John Black, an eminent Australian scientist, lamented the decline of statistics and rigour in experimental design and statistical methodology. We all know the refrain “lies, damned lies and statistics”. However, if we do not have a rigorous framework for designing and analysis of data then we are faced with fake news or statements that cannot be challenged. There is a lot of that around these days.
The argument advanced here is that we need to do things properly, with rigour and be assessed by proper peer reviews in established journals if we are to rely on statements from various groups and influence policy. The data need to be collected by accepted methodology and rigorously reviewed by others in a peer review process and be open and accessible to other groups for further investigation.
Bad policy works in an environment where statements cannot be challenged. Data need to be available and open to challenge either in measurement or in interpretation. This was very evident in a paper by Ederer who outlined the bad science behind statements about red meat and its health and environmental dilemmas by distinguishing between scientific truth and scientific evidence, the latter being preferred. He was one of the driving forces behind the Dublin accord to enlist animal scientists to support a data driven rigorous approach to assessing the role of animals in society.

* Description of the task: Reproduce the passage on statistical rigor word for word, from "The argument advanced" to "for further investigation.". The material has no role in this work.

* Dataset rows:
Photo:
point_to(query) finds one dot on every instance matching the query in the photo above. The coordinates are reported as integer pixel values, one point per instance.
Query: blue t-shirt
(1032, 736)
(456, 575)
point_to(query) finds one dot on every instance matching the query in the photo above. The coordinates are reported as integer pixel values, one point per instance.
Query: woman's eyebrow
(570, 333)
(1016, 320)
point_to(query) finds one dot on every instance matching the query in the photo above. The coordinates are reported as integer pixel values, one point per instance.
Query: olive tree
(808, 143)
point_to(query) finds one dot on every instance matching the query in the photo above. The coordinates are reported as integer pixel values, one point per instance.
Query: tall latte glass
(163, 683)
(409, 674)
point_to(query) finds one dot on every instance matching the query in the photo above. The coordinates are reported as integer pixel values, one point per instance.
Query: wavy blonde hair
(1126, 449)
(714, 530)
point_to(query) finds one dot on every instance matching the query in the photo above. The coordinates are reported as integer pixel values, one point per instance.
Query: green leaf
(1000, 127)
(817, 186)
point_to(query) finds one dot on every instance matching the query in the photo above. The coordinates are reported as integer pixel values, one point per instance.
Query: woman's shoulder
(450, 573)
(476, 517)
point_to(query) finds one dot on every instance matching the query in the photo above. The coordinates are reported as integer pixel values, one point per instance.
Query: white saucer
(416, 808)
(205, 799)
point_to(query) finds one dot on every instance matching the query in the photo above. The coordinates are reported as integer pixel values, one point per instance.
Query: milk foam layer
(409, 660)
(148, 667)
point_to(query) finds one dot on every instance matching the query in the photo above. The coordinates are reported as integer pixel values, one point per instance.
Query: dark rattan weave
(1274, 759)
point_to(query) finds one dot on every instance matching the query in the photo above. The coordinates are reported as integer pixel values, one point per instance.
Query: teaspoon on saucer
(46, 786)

* Exercise answer:
The argument advanced here is that we need to do things properly, with rigour and be assessed by proper peer reviews in established journals if we are to rely on statements from various groups and influence policy. The data need to be collected by accepted methodology and rigorously reviewed by others in a peer review process and be open and accessible to other groups for further investigation.